Your instructions:
Only the line with "Please drop a marker on the patterned" and the lines after it, to the end of the data, should appear in the answer, each reproduced exactly.

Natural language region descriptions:
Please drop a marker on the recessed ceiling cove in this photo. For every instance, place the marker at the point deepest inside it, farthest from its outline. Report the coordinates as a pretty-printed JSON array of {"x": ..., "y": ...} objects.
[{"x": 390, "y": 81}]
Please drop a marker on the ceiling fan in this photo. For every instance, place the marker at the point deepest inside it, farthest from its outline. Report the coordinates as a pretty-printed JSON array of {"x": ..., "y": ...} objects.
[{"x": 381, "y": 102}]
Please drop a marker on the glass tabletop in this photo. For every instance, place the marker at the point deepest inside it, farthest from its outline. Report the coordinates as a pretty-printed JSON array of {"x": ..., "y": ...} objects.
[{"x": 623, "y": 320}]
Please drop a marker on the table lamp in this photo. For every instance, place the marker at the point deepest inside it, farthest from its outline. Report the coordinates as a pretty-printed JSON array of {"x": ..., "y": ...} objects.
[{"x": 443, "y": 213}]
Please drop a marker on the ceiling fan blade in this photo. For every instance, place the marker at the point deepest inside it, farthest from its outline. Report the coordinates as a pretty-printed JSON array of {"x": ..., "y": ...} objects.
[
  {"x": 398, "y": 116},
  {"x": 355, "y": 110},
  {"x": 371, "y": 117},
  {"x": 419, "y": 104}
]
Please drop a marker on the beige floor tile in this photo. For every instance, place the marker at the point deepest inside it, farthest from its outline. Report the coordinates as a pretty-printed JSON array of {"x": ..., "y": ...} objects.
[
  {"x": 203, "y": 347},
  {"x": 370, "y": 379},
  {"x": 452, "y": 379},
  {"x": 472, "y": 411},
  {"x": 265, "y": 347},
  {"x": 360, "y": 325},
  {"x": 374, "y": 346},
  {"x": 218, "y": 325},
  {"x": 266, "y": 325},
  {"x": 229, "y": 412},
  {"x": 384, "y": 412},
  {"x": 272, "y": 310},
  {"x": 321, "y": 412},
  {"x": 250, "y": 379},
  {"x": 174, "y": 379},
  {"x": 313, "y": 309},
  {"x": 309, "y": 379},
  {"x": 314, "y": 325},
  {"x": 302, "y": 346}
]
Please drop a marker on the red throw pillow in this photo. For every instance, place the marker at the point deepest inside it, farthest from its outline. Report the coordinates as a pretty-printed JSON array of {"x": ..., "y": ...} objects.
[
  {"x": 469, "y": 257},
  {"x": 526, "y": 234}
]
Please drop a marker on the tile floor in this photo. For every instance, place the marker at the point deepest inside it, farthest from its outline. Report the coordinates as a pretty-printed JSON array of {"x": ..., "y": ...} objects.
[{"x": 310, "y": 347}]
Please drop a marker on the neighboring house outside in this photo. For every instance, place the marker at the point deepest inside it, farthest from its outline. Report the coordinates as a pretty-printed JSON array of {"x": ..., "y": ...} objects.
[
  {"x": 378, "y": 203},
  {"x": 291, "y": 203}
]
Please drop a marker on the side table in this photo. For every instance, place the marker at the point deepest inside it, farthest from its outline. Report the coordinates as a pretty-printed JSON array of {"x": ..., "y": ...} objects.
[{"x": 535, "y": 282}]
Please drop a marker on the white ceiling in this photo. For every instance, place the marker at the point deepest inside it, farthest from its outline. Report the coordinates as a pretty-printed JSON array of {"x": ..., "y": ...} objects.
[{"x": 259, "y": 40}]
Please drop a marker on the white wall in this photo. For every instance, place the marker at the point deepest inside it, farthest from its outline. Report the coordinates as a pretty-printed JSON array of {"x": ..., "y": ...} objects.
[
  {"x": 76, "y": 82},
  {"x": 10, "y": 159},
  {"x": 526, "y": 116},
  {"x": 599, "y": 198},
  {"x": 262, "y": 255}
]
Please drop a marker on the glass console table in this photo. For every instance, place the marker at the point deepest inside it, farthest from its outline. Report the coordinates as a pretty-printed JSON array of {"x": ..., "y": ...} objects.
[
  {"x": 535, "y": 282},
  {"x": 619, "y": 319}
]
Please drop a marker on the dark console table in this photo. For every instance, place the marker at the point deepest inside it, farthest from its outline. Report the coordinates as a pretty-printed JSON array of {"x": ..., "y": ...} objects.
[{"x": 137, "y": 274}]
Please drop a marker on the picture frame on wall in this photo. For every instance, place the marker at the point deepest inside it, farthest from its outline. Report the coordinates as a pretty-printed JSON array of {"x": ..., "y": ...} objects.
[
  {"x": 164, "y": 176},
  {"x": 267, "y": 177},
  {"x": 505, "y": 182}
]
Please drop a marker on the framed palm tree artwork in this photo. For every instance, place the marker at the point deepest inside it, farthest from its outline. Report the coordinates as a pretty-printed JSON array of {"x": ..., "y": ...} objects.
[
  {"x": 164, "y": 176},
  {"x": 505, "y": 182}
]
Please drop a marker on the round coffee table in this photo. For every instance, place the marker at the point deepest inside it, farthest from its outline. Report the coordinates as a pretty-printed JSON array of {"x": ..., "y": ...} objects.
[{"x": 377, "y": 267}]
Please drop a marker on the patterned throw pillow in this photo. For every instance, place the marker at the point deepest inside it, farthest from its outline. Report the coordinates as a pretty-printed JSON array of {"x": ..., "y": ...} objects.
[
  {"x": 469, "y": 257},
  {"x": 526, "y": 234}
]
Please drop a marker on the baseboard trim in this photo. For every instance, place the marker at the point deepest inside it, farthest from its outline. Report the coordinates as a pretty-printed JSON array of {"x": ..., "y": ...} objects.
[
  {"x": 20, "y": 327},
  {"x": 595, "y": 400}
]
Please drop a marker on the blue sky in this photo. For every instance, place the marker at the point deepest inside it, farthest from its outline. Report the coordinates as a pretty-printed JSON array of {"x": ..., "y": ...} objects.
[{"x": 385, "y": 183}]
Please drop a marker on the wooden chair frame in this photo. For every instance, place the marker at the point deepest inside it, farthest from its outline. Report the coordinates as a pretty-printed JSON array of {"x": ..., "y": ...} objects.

Written solution:
Please drop a marker on the patterned throw pillow in this photo. For every instance, place the marker at the point deepest inside it, farthest from its outline. Report the coordinates as a pretty-printed JSON array of {"x": ..., "y": ...} objects.
[
  {"x": 469, "y": 257},
  {"x": 526, "y": 234}
]
Please drop a marker on the baseboard trim in this photo. For every instance, place the marker at the point deepest inside it, farthest from its outline. Report the coordinates as a pretty-printed JSON array of {"x": ..., "y": ...} objects.
[
  {"x": 20, "y": 327},
  {"x": 595, "y": 400}
]
Please drop a marker on the blue sky in this photo. For every instance, place the marker at the point deepest inside it, farthest from its outline. Report the coordinates as a pretty-printed JSON array of {"x": ..., "y": ...} objects.
[{"x": 385, "y": 183}]
Please drop a marker on the wooden chair frame in this photo. For every instance, place the marker at the point deepest inside it, farthest from its outline. Report the coordinates as a pretty-printed JSON array of {"x": ..., "y": ...} objects.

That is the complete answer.